| WHAT NEEDS TO BE DONE |
According to the blog post about HipSTR's publication, in what year was the Hip Surgical Treatment Registry launched?

PatientIQ | Blog

A Major Milestone in Hip Preservation: HipSTR Publishes in The American Journal of Sports Medicine

Written by Kara Linde | Feb 26, 2026 10:42:30 PM

The first publication from the Hip Surgical Treatment Registry (HipSTR) has officially been published in The American Journal of Sports Medicine (AJSM), one of the most respected and widely read journals in sports medicine and orthopaedics.

Led by Dr. Marc Safran at Stanford University, this landmark paper reports on the first 1,000+ patients enrolled in HipSTR and marks an important moment for hip preservation research in North America.

For a specialty that has grown rapidly over the past decade, this publication represents a major step forward in building large-scale, outcomes-driven evidence.

Building the First North American Hip Arthroscopy Registry

HipSTR was launched in 2023 as the first prospective, multicenter registry dedicated to hip arthroscopy in North America. Designed to capture patient-reported outcomes alongside intraoperative data, the registry provides a real-world view of how hip preservation surgery is being practiced across North American institutions.

In its inaugural year alone, HipSTR enrolled more than 1,000 patients across multiple surgical sites with strong compliance.

That early momentum reflects a broader shift in the field toward collaboration, transparency, and data-informed improvement.


A Shared Commitment to Outcomes

Launching a registry at this scale requires more than clinical leadership. It also requires infrastructure that makes outcomes collection seamless and sustainable.

Dr. Safran reflected on this milestone:

 "“HipSTR was created to advance collaboration and improve outcomes in hip preservation surgery. Partnering with PatientIQ has enabled us to seamlessly collect and analyze real-world data across multiple institutions. Publishing our first 1,000 patients in The American Journal of Sports Medicine is a meaningful milestone — and just the beginning of what this registry can accomplish.”

| Referring expression grounding material |
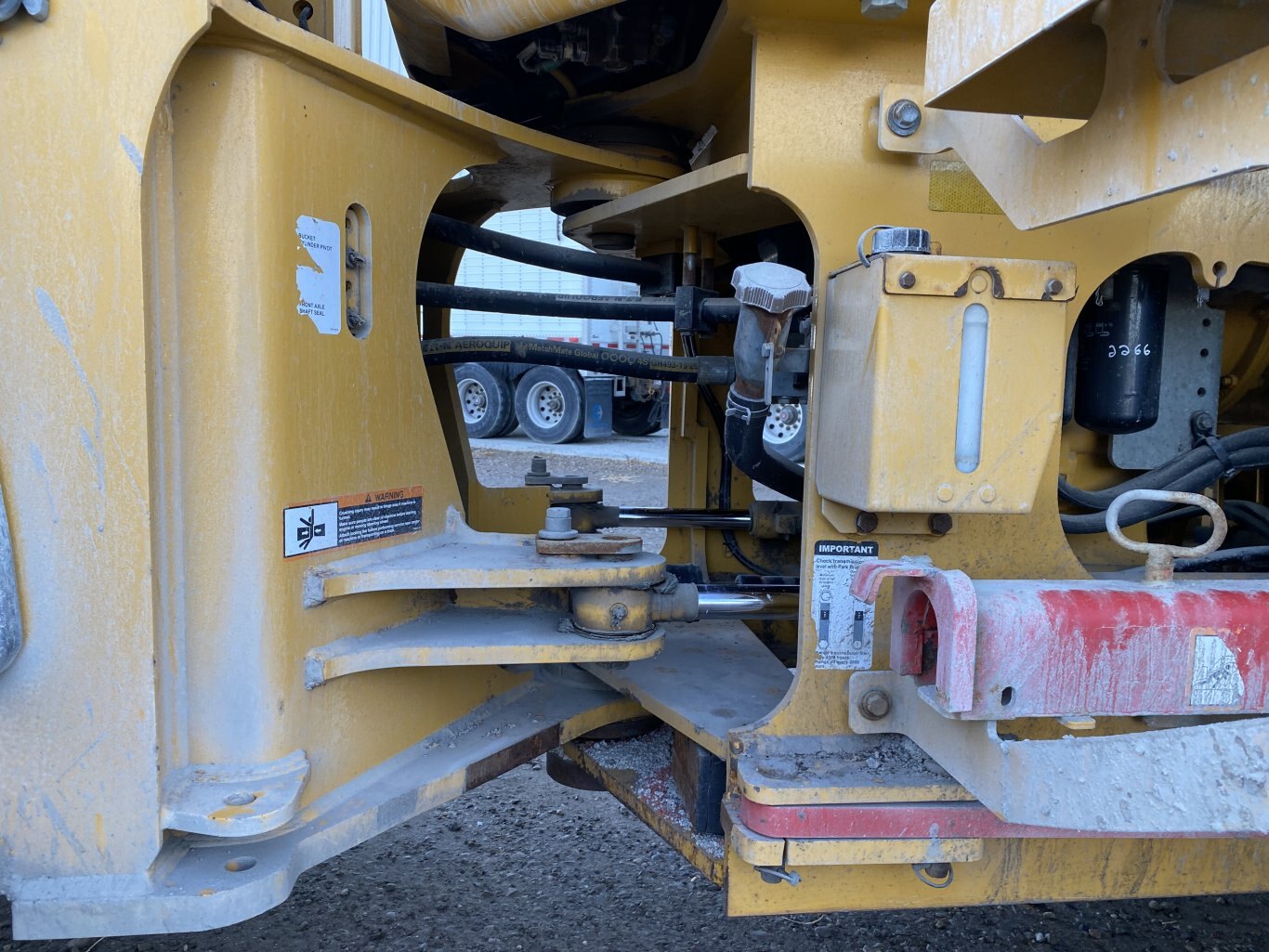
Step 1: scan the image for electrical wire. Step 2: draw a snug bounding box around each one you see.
[680,332,779,575]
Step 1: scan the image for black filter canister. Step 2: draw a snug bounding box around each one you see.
[1075,266,1168,433]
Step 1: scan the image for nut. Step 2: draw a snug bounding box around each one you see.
[859,688,890,721]
[885,99,922,137]
[538,505,578,540]
[859,0,908,20]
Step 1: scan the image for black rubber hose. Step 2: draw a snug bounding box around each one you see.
[423,212,665,284]
[1057,426,1269,509]
[1057,426,1269,536]
[413,280,739,324]
[420,338,734,384]
[724,390,805,502]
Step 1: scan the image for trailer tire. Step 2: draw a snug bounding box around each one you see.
[516,367,586,443]
[454,363,516,439]
[613,398,661,437]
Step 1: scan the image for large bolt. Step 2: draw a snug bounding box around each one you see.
[538,505,578,540]
[859,0,908,20]
[930,513,952,536]
[885,99,922,138]
[859,688,890,721]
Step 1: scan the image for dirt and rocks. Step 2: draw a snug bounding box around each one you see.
[0,452,1269,952]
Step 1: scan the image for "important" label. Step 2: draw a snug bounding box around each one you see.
[281,486,423,558]
[811,540,877,672]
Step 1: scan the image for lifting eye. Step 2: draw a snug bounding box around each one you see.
[956,304,988,472]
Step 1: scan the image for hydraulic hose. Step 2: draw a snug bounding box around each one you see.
[423,212,665,284]
[415,280,739,324]
[724,387,805,502]
[1057,426,1269,534]
[420,338,734,384]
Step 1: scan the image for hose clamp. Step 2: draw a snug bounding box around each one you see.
[1106,489,1230,581]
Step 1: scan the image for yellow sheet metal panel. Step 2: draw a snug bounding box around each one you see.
[815,255,1075,513]
[784,838,985,868]
[727,839,1269,915]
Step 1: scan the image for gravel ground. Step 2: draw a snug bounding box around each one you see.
[0,762,1269,952]
[0,448,1269,952]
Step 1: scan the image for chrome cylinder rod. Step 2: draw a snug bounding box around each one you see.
[697,585,798,620]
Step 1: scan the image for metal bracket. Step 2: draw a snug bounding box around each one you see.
[849,672,1269,837]
[0,0,48,23]
[163,750,308,837]
[0,489,23,672]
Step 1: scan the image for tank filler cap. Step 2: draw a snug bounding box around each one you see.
[871,228,930,255]
[731,262,811,314]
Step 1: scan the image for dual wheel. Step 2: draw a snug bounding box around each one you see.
[454,363,661,443]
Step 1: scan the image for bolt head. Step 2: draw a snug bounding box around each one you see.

| ANSWER TO THIS TASK |
2023